I hear a lot of talk about the potential of AI and Sexbots. Just recently, Russia Today even ran an article on the topic.
What is actually the latest in technology in this realm?
In theory, we should be able to have some sort of virtual reality augment like Google Glasses and like voice AI where you could have a full on conversation with some unlocked ChatGPT AI while having sex with your doll or something. Your doll could be texting you whole you're at work and snapping you nudes and talking about how much it wants you to fuck her etc... Then the doll AI could even describe how hot it was when you were fucking her with like sensors or some shit.
Anyone actually know what the pinnacle of this tech is at the moment?
Edit - Asking for a friend, obviously...
What are local LLMs and how does someone get one that works?
Local LLMs are Language models that run locally on your graphics card or cpu.
There are three parts to a running an LLM Model, Backend and Front End.
Model determines behavior. This is the part that could be censored or not, or will steer themselves away from certain topics. This is also where you have size and quantization. Size is the number of nodes, and Quantization determines the size of the node.
13B and 33B are the sweet spot for size and 4bit is the sweet spot for quantization right now. Smaller is faster dumber and easier to run. There is also context size but that's changing rapidly right now. Context size determines how long a passage of text it can process, and consequently how long it's memory is in conversation mode.
Backend determines how the model is run. The model either needs to be loaded onto your GPUs VRAM to run on your graphics card, or into your ram .

Work request
Carry on the forum thread about local LLMs, starting right after its last sentence. The listing isn't needed for this work.

Listed records

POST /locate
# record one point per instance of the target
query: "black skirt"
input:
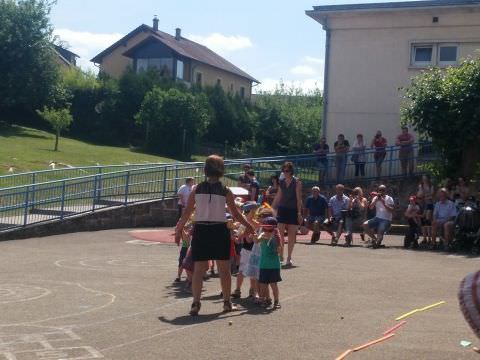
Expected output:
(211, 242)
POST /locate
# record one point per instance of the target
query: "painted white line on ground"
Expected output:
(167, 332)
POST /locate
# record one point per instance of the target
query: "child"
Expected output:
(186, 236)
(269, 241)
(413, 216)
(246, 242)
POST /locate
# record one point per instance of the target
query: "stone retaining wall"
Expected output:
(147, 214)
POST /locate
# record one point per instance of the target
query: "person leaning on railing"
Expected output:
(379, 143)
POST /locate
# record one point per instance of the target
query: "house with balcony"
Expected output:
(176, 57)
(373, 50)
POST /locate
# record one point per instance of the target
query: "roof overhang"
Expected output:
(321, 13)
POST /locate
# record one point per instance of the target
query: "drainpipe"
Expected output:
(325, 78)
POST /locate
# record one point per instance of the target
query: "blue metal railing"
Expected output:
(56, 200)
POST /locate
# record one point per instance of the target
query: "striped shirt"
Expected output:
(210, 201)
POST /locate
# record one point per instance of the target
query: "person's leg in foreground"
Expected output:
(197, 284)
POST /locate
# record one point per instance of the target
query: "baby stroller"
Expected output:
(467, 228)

* * *

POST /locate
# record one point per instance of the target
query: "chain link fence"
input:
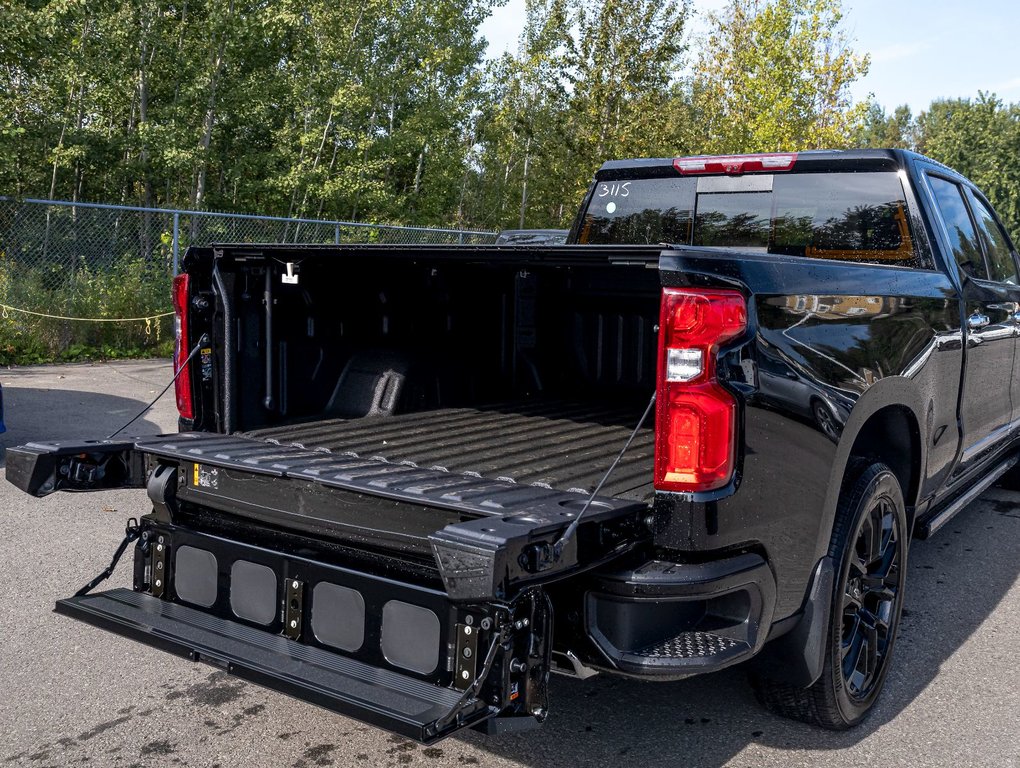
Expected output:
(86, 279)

---

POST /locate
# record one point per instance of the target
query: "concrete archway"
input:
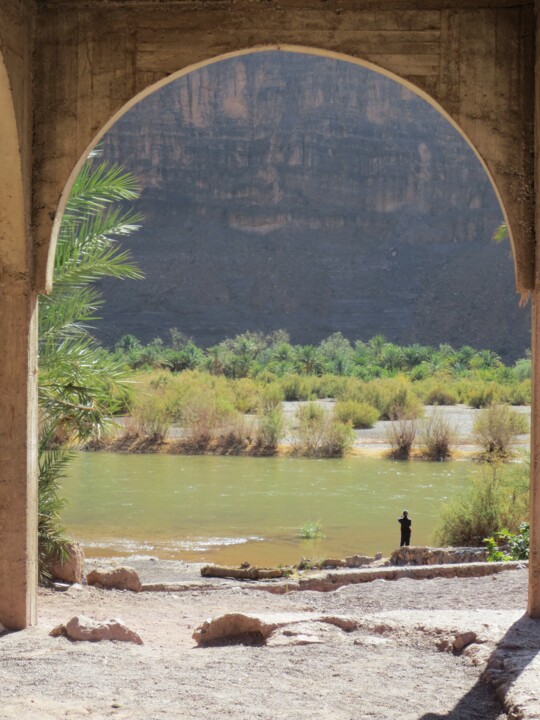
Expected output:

Answer to this task
Oobabooga is a popular backend for running on GPU, and Llama.cpp and Kobold.cpp are backends that run on cpu.
Of course GPU runs much faster but it's far easier to expand your system Ram to the 64 or 128 GB you'll need for the big models than it is to get that much VRAM.
Koboldcpp and Llamacpp both have GPU offload modes that use both, which will speed you up a bit over running on cpu.
For front ends, both kobold and ooba have built in front ends, but there are dedicated front ends like silly tavern that make interacting with it more like a chat app.
So that was the short version. The technology all exists and is pretty good, but it's a pain to set up. I must emphasize that this is all private, uncensored and you are completely in control of it's behavior. Many people create models by taking existing models and fine tuning them by adding specific training data. This can be done very cheaply and quickly, unlike the original models which cost thousands of dollars to create.
This is why so much of the ecosystem is based around Llama, Facebook's model. It was the first model to be leaked in a format that allowed for open source models to be built off it.
In a few years someone will streamline this enough that it will be accessable to run for people who aren't enthusiasts. Right now the market is basically super normie censored offering like chatgpt, and super enthusiast models that require you to know a bit about Linux, tensorflow, and CUDA to get a grip on.
This is an excellent list of references even for those of us not trying to build a sexbot (or maybe we are). Thanks!
Hey I'm also a local LLM enthusiast and I must say that you've provided a very good overview.
I'd like to add that it really isn't too hard to start playing around with them nowadays; usability has improved quite a bit even over the last few months. I like to recommend koboldcpp because I feel like it's much more newbie friendly than ooba (plus I really enjoy its story mode).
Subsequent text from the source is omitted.